--- start LISTED ENTRIES ---

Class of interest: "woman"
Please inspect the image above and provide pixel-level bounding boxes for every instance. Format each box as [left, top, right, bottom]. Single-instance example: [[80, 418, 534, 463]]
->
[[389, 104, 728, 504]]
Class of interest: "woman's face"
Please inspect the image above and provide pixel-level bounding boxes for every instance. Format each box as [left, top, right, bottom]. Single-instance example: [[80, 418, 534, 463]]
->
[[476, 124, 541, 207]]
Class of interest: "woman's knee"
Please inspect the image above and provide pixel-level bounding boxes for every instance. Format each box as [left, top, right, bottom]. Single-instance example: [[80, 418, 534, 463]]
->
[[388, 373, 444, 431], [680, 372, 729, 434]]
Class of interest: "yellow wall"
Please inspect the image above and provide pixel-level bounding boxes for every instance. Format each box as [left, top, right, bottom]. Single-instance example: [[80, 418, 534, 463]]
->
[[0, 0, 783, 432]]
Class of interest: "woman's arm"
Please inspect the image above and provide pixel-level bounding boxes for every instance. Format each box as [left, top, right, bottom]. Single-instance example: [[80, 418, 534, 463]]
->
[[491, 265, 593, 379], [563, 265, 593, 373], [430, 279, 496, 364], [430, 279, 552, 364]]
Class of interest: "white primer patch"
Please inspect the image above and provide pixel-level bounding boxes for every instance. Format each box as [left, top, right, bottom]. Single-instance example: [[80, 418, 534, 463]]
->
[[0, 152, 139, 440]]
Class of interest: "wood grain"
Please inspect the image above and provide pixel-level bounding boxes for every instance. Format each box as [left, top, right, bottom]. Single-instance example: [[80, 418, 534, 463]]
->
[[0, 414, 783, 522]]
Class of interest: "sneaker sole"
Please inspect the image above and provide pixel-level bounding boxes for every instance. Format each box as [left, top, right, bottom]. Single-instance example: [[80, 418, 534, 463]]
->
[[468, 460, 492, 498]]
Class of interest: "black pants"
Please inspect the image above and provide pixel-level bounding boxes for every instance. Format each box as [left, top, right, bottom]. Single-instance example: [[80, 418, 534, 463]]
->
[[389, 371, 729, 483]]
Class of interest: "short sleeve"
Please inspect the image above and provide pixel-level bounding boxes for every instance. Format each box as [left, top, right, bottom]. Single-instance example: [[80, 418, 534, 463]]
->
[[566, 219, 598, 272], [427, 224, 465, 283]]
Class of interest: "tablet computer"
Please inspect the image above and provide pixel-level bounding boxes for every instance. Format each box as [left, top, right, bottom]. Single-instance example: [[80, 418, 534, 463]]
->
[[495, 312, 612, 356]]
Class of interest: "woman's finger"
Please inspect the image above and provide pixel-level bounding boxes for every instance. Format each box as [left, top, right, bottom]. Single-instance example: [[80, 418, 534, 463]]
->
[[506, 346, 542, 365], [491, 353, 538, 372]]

--- end LISTED ENTRIES ---

• **JOB**: Reproduce all of the records above, swapping "pixel-level" for "exact" at every occurrence and leaving every other word unchanged.

• **RESULT OF THE EXERCISE**:
Class of interest: "woman"
Please inspect the image above and provide exact bounding boxes for every instance. Format each box as [left, top, right, bottom]. Single-instance example: [[80, 418, 534, 463]]
->
[[389, 104, 728, 504]]
Class of interest: "woman's face"
Please inspect the image above and provide exact bounding boxes for every instance. Format each box as [left, top, right, bottom]. Single-instance example: [[80, 418, 534, 463]]
->
[[476, 124, 541, 207]]
Class of interest: "woman's knee"
Please inspect the image above and provide exact bounding boxes for every instance. Format each box as [left, top, right, bottom]. Single-instance example: [[80, 418, 534, 463]]
->
[[388, 373, 444, 431], [680, 372, 729, 434]]
Class of interest: "yellow wall"
Please inspect the image above and provide exact bounding boxes for every instance. Format each box as [left, top, right, bottom]. Single-instance example: [[80, 418, 534, 463]]
->
[[0, 0, 783, 432]]
Class of interest: "woman's arm"
Please inspect the image above and provide exact bounding boxes for every instance. Format each box as [left, top, right, bottom]. Single-instance example: [[80, 418, 534, 463]]
->
[[491, 265, 593, 379], [563, 265, 593, 373], [430, 279, 496, 364], [430, 279, 552, 364]]
Class of interest: "white primer patch"
Please inspect the image above and provide exact bounding boxes for every instance. Format each box as [left, top, right, bottom]. Single-instance example: [[80, 418, 534, 463]]
->
[[0, 152, 139, 440]]
Class of interest: "wood grain"
Please inspect the image above and provide exact bounding boxes for every instance. Format each box as [left, top, right, bottom]. Single-instance example: [[80, 418, 534, 463]]
->
[[0, 414, 783, 522]]
Class of interest: "sneaker sole"
Please inspect the image above and provide exact bounding boxes for every instance. Format each box as [left, top, right, bottom]. Single-instance example: [[80, 418, 534, 463]]
->
[[468, 460, 492, 498]]
Class of interest: "black pants"
Please inspect the image above and provide exact bounding boxes for every instance. Format each box as [left, top, right, bottom]. Single-instance example: [[80, 418, 534, 463]]
->
[[389, 371, 729, 483]]
Class of interest: "short sleeve"
Please inspect the image above and provide exact bounding boxes for every instance. Format each box as [left, top, right, bottom]. Single-instance example: [[80, 418, 534, 463]]
->
[[566, 219, 598, 272], [427, 224, 465, 283]]
Class of interest: "tablet computer"
Please inspect the image above and provide exact bounding boxes for every instance. Format each box as [left, top, right, bottom]. Single-instance example: [[80, 418, 534, 463]]
->
[[495, 312, 612, 356]]
Class of interest: "woman's finger"
Please inspect the image above and provide exact bounding boxes for every instance. Format each box as [left, top, right, bottom]. Single-instance example: [[80, 418, 534, 463]]
->
[[506, 346, 542, 365], [491, 353, 538, 372]]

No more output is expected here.